*Text:*
Macular degeneration can affect both eyes simultaneously. Injections of medication can slow and reverse this condition.
At the University of Iowa, about 12% of our patients have bilateral, simultaneously active, wet AMD. Because the standard treatment protocol is an injection every 4 to 6 weeks, these patients would be required to return for an injection on average, every 2 to 3 weeks if only 1 eye was treated at a time. This frequency of visits places significant burdens on patients, family, or friends. The burdens include the cost of transportation, time away from work, and copayments.
We began offering bilateral intravitreal injections on the same visit. Bilateral intravitreal injection on the same day is a controversial topic among vitreoretinal specialists. In our 2011 study published in the journal RETINA, we found that bilateral injections of antivascular endothelial growth factor agents on the same day were safe. They did not increase the rate of adverse events and were preferred by the majority of patients.
One hundred and two patients received an average of 4.43 bilateral injections (range 1–13). A case–control group of 102 patients received an average of 10.2 unilateral injections, (range 2–28). Bevacizumab was injected 45.5%, ranibizumab 45.5%, and a combination of bevacizumab and ranibizumab 9% of the time for bilateral injections. Bevacizumab was used 50.3% and ranubizumab 49.7% of the time in unilateral injections. The follow-up of both groups averaged 18.4 months (range 4.7–36.5 months). There were no cases of endophthalmitis or cerebrovascular accident in either group. There was a single case of myocardial infarction in each group. There were two deaths in the bilateral group and three deaths in the unilateral group. More than 90% strongly preferred bilateral injections to unilateral injections.

*Using the information:*
1 – According to the text on bilateral eye injections, about what share of patients at the University of Iowa have bilateral, simultaneously active, wet AMD?
2 – Rewrite the injection text from "At the University" to "work, and copayments.", swapping "transportation" for "travel".

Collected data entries
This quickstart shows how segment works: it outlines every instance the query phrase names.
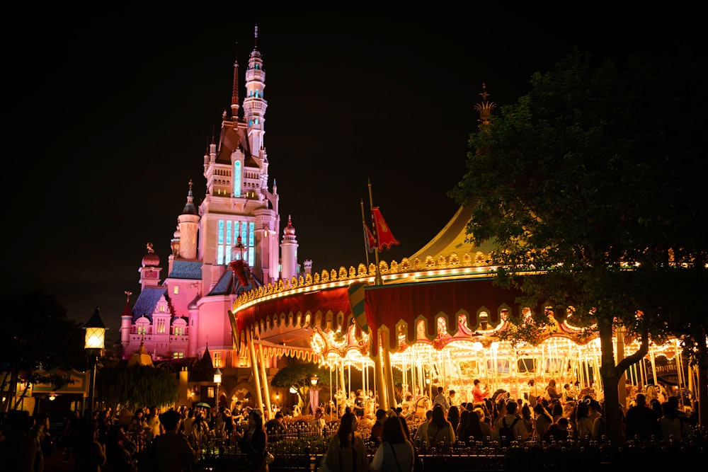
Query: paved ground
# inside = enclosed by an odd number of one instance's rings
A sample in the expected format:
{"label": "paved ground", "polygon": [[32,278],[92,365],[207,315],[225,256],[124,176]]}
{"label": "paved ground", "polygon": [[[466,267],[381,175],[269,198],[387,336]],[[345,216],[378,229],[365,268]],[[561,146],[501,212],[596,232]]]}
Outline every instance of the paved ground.
{"label": "paved ground", "polygon": [[74,472],[74,461],[64,461],[64,452],[55,452],[45,459],[44,472]]}

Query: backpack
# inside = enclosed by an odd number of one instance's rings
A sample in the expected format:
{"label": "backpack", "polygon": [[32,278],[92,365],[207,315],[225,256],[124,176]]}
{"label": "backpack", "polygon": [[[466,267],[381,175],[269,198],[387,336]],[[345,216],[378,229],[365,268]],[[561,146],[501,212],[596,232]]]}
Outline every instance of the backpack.
{"label": "backpack", "polygon": [[499,429],[499,444],[503,447],[510,446],[511,442],[516,439],[514,437],[514,426],[516,425],[516,422],[518,420],[518,418],[514,418],[514,421],[509,425],[506,424],[506,418],[501,419],[501,427]]}

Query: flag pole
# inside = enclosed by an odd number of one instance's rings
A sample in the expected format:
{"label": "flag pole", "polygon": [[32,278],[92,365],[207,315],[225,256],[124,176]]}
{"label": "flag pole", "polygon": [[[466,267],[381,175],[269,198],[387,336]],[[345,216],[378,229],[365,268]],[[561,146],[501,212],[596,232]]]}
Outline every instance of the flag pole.
{"label": "flag pole", "polygon": [[[376,260],[376,278],[375,284],[376,285],[383,285],[383,280],[381,278],[381,268],[379,267],[379,231],[376,226],[376,221],[374,221],[374,197],[372,196],[371,192],[371,179],[368,179],[369,184],[369,211],[371,214],[371,231],[374,233],[374,241],[375,244],[374,245],[374,257]],[[372,333],[376,336],[377,343],[378,345],[378,351],[375,352],[374,357],[374,369],[375,369],[375,374],[377,376],[380,376],[380,381],[377,382],[379,388],[381,389],[379,393],[379,405],[381,408],[384,410],[388,410],[390,408],[396,408],[395,397],[394,396],[393,391],[389,391],[390,389],[390,385],[393,384],[393,373],[390,371],[391,366],[391,352],[388,350],[388,343],[385,345],[382,343],[382,331],[381,328],[377,328],[377,332]],[[388,334],[384,334],[384,335],[387,336]],[[388,366],[389,370],[384,370],[384,367]],[[391,381],[389,382],[389,380]],[[393,399],[393,401],[392,401]]]}
{"label": "flag pole", "polygon": [[361,199],[361,224],[364,226],[364,253],[366,254],[366,267],[369,268],[369,241],[368,236],[366,234],[366,217],[364,216],[364,199]]}
{"label": "flag pole", "polygon": [[374,197],[371,195],[371,179],[369,179],[369,209],[371,212],[371,231],[374,234],[374,241],[376,245],[374,246],[374,258],[376,260],[376,284],[383,285],[383,280],[381,278],[381,269],[379,268],[379,231],[376,227],[376,221],[374,221]]}

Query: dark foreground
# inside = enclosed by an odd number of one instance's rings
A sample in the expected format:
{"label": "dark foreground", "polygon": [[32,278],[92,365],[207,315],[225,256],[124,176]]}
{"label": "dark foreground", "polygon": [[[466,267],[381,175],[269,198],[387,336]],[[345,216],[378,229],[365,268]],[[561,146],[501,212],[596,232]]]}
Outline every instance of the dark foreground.
{"label": "dark foreground", "polygon": [[[275,456],[270,472],[316,471],[324,452],[321,443],[281,442],[269,448]],[[697,434],[683,443],[629,441],[622,446],[595,441],[568,441],[550,444],[526,442],[508,448],[458,445],[449,451],[421,451],[426,472],[445,471],[571,471],[594,472],[675,468],[680,464],[702,463],[708,457],[708,436]],[[139,457],[138,458],[139,459]],[[237,449],[205,449],[194,472],[245,470],[246,461]],[[45,472],[73,472],[73,460],[64,462],[61,451],[47,460]],[[139,472],[149,472],[144,468]]]}

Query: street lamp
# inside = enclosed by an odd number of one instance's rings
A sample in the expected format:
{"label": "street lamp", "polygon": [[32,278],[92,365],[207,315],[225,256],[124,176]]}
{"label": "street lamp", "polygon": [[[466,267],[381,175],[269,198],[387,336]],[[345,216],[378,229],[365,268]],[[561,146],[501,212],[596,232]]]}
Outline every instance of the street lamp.
{"label": "street lamp", "polygon": [[313,415],[317,410],[317,406],[319,405],[319,389],[317,388],[318,381],[319,381],[319,377],[317,376],[316,374],[310,377],[310,410],[312,410]]}
{"label": "street lamp", "polygon": [[98,363],[98,356],[104,347],[105,330],[108,329],[101,319],[101,311],[96,307],[93,314],[84,325],[86,330],[84,348],[86,350],[91,364],[91,379],[88,381],[88,419],[93,416],[93,396],[96,387],[96,367]]}
{"label": "street lamp", "polygon": [[219,387],[221,385],[221,371],[219,370],[219,367],[214,371],[214,383],[217,384],[217,394],[215,396],[216,398],[215,399],[215,407],[219,406]]}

*Responses:*
1 – About 12%.

2 –
At the University of Iowa, about 12% of our patients have bilateral, simultaneously active, wet AMD. Because the standard treatment protocol is an injection every 4 to 6 weeks, these patients would be required to return for an injection on average, every 2 to 3 weeks if only 1 eye was treated at a time. This frequency of visits places significant burdens on patients, family, or friends. The burdens include the cost of travel, time away from work, and copayments.